# PROMPT:
Count the lines in the entries below that contain the string "white", treating uppercase and lowercase as different, and give only that number.
++++++++++
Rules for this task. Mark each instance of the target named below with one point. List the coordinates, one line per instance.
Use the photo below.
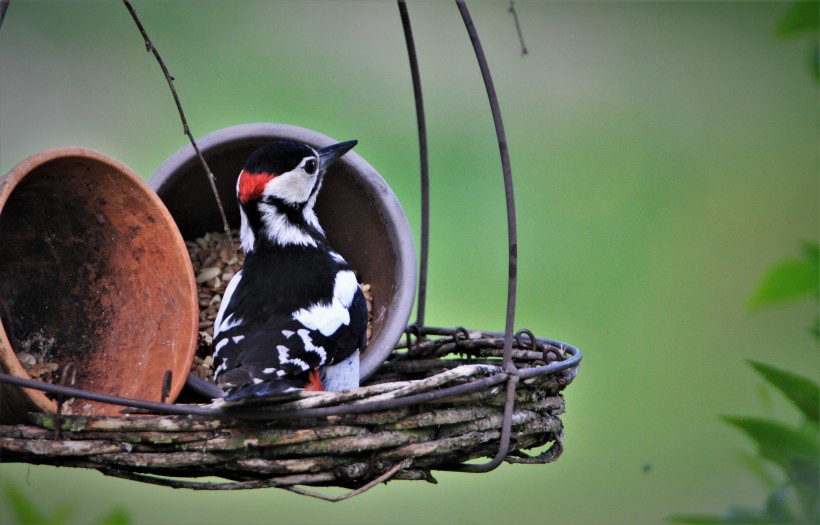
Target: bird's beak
(329, 154)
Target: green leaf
(800, 390)
(799, 17)
(756, 465)
(118, 516)
(788, 280)
(24, 510)
(778, 442)
(698, 519)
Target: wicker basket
(435, 406)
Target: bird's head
(277, 190)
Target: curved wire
(423, 162)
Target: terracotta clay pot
(94, 272)
(360, 214)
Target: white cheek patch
(279, 229)
(293, 187)
(246, 235)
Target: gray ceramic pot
(361, 216)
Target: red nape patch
(251, 185)
(314, 382)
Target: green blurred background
(664, 156)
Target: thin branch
(149, 46)
(4, 6)
(384, 478)
(518, 27)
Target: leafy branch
(792, 449)
(26, 511)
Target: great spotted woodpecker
(293, 317)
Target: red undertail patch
(314, 382)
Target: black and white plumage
(293, 317)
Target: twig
(384, 478)
(149, 46)
(518, 27)
(4, 6)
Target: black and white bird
(294, 316)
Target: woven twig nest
(332, 439)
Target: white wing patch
(283, 231)
(284, 358)
(345, 287)
(327, 318)
(226, 301)
(310, 347)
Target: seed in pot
(206, 274)
(26, 359)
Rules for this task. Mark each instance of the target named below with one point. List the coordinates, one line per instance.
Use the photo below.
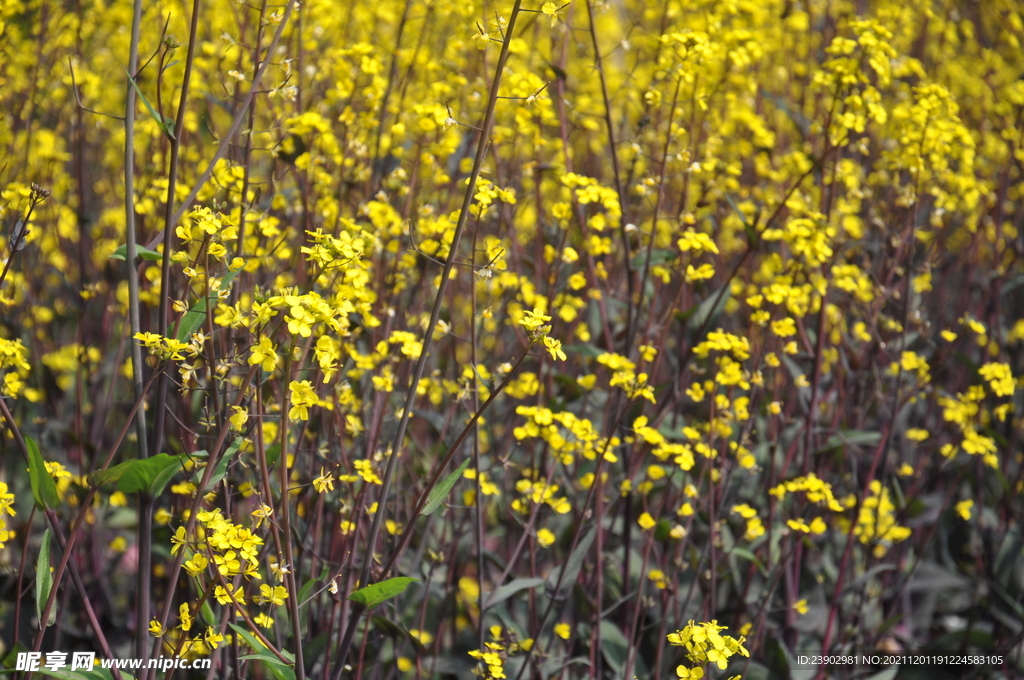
++++++++++
# RIGHT ANSWER:
4